Task description
Convert the lines of the material below, starting at the line that contains "Reviewer note: check that every instance of the thick" and ending at the last line of the material, into a JSON list of strings with one string per line and blank lines left out.

================================

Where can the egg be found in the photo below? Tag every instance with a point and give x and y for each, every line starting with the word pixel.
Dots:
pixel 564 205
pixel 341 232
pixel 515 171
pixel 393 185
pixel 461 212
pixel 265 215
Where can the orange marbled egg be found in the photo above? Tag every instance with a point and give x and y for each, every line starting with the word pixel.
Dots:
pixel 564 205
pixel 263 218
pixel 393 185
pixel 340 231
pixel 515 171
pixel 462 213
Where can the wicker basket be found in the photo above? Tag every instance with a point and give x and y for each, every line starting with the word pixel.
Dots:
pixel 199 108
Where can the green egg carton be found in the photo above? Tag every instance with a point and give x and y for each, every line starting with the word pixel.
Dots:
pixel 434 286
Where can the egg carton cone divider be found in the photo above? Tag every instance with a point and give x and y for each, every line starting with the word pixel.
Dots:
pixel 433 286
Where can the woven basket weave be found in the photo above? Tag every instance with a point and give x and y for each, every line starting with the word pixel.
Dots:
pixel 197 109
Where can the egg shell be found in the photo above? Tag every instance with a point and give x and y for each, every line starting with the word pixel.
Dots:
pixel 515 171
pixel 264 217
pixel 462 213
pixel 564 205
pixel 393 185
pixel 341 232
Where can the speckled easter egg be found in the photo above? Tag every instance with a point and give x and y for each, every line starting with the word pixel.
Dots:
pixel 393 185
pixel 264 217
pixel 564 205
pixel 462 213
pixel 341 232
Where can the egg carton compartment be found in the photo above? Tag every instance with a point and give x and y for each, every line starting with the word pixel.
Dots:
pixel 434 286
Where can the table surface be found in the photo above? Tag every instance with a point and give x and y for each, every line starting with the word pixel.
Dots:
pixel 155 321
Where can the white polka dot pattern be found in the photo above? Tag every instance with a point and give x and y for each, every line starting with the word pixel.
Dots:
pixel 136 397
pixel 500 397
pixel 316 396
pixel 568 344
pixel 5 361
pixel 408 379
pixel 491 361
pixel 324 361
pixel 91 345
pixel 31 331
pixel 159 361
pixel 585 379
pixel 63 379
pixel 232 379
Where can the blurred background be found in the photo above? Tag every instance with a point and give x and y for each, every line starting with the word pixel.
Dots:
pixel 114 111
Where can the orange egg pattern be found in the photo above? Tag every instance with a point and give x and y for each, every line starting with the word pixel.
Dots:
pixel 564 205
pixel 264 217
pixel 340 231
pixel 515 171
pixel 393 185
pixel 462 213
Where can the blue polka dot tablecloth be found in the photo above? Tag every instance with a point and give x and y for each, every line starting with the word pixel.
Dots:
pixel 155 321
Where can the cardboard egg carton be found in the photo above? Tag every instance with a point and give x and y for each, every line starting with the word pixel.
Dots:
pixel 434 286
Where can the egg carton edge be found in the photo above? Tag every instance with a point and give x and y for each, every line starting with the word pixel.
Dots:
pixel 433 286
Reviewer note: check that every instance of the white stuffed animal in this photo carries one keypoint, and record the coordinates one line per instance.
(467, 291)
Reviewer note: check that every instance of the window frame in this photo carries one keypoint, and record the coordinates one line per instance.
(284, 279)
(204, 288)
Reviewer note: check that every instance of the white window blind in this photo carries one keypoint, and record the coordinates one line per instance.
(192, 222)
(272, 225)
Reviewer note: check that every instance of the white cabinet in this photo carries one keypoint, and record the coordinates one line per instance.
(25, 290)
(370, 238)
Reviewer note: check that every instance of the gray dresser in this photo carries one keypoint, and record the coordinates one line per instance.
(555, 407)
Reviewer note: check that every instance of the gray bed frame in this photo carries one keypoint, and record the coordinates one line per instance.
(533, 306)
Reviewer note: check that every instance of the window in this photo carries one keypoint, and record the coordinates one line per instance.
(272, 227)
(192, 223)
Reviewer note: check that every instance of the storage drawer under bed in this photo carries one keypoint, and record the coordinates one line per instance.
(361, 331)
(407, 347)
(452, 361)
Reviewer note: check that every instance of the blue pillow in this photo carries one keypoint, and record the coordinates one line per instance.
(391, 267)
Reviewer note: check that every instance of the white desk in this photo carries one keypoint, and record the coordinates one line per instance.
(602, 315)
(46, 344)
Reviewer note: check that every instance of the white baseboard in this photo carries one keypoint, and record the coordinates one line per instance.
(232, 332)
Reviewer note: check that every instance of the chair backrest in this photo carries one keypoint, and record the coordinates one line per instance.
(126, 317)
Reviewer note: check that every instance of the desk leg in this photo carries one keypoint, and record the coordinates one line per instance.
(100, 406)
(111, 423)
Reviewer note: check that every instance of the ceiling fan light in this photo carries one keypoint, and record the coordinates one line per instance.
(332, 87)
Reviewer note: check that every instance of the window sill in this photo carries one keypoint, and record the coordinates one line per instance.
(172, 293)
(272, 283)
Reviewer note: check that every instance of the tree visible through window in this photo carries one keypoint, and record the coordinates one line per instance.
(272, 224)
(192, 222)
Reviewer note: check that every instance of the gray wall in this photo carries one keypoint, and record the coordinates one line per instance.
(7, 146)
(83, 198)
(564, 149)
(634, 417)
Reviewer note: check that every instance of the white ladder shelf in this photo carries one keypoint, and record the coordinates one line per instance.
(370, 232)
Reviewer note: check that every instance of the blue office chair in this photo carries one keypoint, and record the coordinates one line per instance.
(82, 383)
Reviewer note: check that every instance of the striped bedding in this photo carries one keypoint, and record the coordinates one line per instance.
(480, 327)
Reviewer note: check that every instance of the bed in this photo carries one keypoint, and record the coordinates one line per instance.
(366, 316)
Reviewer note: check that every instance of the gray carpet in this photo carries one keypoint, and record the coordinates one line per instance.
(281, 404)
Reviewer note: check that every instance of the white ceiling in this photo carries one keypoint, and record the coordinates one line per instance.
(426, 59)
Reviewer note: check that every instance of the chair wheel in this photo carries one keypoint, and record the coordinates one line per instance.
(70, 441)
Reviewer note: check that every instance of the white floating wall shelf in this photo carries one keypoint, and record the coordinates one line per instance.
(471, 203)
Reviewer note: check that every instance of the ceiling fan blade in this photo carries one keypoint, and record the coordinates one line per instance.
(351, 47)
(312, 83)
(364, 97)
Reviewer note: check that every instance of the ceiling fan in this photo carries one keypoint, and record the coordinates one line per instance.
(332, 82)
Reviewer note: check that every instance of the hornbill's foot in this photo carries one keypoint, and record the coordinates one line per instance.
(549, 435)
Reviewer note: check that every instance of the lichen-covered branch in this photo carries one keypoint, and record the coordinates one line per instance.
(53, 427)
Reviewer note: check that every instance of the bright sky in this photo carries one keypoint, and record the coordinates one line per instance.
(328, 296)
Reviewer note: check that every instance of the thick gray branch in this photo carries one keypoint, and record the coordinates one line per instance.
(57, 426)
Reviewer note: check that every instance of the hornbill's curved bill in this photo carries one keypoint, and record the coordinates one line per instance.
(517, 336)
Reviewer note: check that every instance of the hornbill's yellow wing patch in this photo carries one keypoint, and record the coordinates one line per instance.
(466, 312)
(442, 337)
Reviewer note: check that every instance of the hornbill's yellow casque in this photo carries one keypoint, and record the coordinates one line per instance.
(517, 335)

================================

Correct answer
[
  "Reviewer note: check that every instance of the thick gray branch in this photo carries one keypoint, and record the coordinates one line per instance.",
  "(57, 426)",
  "Reviewer note: check that every instance of the hornbill's curved bill in this photo carries one keypoint, and record the coordinates one line per instance.",
  "(517, 336)",
  "Reviewer note: check that every instance of the hornbill's yellow wing patch in this photo carries one keypoint, and record the coordinates one line per instance.",
  "(466, 312)",
  "(442, 337)",
  "Reviewer note: check that every instance of the hornbill's yellow casque in this photo carries one keypoint, and record the coordinates one line per instance.",
  "(517, 335)"
]